__Exercise task__: Count the lines in the listing below that contain the string "uniform", and give only that number.
#####
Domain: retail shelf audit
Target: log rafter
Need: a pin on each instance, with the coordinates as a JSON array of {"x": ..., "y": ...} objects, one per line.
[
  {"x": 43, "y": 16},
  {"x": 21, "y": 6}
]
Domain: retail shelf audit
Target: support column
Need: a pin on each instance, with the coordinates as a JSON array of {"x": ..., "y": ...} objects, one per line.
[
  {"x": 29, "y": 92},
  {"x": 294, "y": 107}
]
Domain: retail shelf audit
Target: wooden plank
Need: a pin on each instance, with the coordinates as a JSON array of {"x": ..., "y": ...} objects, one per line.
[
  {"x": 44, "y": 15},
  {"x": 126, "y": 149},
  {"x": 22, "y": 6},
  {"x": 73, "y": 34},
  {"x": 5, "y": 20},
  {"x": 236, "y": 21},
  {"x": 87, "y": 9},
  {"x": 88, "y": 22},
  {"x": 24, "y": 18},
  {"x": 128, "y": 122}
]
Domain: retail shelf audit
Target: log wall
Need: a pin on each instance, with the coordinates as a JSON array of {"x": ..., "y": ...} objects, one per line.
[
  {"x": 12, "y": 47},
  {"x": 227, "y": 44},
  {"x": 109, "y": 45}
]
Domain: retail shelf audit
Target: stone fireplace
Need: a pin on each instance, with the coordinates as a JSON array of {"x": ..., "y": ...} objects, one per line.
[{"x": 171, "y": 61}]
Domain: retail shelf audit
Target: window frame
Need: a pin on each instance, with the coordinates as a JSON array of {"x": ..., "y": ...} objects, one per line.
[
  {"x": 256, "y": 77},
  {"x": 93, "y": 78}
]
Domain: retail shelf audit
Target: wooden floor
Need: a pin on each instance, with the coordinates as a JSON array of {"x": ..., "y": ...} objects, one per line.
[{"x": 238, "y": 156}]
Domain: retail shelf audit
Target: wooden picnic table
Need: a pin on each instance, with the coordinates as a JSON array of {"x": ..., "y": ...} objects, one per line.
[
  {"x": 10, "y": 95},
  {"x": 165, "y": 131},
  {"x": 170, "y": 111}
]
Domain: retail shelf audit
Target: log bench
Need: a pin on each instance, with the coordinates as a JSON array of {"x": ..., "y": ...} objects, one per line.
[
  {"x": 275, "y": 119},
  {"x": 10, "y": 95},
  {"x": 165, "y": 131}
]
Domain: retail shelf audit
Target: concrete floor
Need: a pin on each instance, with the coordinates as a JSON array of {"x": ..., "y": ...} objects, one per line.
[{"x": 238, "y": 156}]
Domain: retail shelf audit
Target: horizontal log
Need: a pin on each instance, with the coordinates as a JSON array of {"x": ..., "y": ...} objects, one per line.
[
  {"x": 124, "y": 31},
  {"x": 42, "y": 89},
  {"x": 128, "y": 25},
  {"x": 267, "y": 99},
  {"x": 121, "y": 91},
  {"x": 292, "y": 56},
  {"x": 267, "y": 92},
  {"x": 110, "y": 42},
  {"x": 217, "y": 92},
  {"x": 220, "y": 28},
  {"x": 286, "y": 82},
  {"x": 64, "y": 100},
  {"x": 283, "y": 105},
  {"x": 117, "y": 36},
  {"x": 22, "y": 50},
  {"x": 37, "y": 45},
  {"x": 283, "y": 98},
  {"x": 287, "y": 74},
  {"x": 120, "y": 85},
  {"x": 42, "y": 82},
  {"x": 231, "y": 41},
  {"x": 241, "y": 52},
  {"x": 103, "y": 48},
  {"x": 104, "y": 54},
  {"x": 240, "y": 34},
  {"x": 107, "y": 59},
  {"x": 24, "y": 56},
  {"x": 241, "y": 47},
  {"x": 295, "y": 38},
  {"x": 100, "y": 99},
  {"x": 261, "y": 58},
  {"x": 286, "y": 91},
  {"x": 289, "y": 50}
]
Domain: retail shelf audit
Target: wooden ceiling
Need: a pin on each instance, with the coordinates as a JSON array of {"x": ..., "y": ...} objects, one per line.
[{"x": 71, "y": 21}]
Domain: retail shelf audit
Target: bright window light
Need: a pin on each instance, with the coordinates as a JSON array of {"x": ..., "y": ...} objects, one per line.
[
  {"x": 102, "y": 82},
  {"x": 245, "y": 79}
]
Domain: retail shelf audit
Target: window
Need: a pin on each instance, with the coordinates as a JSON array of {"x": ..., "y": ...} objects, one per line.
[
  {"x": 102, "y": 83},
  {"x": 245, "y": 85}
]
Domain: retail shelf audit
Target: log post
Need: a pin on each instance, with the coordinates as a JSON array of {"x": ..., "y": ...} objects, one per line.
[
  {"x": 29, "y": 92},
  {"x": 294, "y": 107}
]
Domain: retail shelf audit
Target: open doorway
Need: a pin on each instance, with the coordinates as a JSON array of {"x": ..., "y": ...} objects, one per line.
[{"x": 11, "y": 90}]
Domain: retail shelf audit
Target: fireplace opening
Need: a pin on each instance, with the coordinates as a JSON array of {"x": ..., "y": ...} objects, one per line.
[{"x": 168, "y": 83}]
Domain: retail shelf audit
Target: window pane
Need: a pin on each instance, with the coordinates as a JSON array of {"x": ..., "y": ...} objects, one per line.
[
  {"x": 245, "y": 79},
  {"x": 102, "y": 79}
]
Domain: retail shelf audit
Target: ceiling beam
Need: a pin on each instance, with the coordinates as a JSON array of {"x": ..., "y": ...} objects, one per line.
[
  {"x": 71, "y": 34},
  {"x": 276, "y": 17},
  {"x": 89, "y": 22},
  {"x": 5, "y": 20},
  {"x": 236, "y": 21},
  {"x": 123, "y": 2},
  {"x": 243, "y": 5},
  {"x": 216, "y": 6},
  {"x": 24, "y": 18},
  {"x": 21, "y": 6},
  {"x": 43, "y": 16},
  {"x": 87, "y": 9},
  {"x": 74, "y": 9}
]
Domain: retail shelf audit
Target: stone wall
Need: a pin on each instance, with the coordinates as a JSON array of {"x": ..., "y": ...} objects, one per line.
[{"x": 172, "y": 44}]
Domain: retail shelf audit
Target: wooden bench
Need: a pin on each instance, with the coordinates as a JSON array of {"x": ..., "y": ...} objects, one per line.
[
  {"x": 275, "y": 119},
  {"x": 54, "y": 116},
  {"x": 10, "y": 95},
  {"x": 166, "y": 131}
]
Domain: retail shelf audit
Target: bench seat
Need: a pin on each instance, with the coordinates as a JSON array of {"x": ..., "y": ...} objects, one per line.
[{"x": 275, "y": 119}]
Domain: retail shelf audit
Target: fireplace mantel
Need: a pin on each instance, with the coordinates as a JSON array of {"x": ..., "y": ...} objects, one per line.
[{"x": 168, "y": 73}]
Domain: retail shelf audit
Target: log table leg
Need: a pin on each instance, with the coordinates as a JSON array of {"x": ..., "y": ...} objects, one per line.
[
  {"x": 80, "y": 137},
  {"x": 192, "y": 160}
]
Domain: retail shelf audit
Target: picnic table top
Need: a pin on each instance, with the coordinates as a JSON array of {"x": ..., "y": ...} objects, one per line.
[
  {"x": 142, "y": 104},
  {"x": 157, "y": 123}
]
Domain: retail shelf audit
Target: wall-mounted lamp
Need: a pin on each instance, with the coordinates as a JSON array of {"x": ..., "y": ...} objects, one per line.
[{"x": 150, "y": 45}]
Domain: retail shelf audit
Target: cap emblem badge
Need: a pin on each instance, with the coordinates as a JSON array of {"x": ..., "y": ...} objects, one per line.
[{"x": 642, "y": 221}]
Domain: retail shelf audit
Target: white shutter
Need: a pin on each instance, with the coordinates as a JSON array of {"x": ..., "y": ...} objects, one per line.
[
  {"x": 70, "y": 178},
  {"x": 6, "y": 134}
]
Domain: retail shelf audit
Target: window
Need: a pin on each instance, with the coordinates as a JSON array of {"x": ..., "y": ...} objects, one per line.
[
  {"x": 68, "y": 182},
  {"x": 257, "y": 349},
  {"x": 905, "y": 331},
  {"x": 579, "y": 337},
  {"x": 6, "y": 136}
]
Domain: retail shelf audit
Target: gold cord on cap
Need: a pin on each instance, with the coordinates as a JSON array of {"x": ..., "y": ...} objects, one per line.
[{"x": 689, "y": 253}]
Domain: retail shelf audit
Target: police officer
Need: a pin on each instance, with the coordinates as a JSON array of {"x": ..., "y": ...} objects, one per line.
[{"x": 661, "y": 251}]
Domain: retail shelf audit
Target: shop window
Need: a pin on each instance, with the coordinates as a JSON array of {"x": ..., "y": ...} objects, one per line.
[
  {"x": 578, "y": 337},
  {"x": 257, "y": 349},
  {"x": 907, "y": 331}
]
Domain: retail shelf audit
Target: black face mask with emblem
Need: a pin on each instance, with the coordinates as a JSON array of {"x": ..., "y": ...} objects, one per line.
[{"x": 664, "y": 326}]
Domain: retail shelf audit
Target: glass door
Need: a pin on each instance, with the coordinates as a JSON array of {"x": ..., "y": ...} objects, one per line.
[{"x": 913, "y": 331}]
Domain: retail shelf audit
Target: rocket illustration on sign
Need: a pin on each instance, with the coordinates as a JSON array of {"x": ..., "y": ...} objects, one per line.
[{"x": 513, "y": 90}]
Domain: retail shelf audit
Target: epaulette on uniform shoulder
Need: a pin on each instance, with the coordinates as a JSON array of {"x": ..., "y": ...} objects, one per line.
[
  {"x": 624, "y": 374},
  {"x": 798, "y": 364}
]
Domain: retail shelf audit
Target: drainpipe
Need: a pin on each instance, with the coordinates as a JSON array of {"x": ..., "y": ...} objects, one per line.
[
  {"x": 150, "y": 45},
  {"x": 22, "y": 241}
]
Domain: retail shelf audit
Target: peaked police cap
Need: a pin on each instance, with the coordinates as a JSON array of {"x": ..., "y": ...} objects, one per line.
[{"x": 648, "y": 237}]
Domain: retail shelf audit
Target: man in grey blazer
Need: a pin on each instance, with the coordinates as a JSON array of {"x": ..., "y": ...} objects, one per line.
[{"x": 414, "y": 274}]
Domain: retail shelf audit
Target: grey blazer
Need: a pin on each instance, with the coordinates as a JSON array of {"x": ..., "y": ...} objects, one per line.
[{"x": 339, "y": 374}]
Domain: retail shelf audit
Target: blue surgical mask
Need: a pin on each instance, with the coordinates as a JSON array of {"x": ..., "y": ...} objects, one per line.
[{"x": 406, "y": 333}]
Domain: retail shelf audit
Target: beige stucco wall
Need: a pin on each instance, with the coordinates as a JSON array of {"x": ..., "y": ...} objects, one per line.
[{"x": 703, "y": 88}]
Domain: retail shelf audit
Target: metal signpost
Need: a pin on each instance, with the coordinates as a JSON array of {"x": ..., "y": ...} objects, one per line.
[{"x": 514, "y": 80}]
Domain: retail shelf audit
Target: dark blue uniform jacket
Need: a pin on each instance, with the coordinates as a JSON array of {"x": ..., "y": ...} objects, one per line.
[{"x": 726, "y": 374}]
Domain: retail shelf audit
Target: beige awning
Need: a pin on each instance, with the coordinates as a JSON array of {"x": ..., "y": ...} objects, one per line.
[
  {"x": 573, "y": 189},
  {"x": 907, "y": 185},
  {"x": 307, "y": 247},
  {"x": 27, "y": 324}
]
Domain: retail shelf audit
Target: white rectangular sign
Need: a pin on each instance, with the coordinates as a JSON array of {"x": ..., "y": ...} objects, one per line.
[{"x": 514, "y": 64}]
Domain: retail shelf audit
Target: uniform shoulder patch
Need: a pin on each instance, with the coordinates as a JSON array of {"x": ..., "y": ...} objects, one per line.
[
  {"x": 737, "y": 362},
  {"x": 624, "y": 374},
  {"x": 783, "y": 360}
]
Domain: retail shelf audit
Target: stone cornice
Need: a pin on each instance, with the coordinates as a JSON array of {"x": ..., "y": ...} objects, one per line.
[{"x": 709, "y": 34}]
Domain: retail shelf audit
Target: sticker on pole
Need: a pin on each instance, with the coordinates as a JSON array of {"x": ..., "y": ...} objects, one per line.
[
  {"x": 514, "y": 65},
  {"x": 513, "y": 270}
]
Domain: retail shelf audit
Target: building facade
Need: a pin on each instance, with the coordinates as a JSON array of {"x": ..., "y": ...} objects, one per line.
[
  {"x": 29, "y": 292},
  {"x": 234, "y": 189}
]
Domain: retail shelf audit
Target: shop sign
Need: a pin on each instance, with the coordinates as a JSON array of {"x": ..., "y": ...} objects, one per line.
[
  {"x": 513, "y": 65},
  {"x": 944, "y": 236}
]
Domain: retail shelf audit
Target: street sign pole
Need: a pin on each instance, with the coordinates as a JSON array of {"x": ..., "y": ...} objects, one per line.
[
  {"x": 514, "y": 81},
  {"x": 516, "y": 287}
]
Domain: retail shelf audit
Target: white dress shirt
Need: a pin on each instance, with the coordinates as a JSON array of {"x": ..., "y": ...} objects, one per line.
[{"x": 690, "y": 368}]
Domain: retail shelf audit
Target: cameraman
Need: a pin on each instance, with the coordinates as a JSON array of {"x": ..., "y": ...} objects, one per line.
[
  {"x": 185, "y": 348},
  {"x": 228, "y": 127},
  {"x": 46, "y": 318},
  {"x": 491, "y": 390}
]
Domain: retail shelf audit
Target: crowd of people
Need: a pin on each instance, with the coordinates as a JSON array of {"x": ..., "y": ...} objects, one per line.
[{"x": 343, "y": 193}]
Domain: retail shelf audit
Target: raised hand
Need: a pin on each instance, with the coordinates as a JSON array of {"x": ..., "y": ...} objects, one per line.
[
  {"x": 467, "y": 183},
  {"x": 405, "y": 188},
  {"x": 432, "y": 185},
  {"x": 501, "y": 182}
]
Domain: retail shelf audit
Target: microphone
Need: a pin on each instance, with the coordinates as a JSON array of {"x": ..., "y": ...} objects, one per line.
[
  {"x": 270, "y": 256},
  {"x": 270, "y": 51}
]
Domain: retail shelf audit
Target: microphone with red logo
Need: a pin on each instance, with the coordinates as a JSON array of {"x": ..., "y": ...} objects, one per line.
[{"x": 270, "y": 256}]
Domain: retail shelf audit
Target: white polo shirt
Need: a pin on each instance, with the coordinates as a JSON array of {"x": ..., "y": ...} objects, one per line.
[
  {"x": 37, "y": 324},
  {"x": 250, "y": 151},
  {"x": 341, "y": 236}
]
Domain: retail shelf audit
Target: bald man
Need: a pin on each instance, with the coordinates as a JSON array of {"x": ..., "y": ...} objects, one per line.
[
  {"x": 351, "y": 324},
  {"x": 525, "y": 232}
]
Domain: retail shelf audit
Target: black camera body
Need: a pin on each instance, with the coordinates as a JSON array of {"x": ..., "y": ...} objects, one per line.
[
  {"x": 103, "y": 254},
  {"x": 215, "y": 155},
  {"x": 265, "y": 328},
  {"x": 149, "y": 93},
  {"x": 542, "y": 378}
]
#####
__Answer to this problem__: 3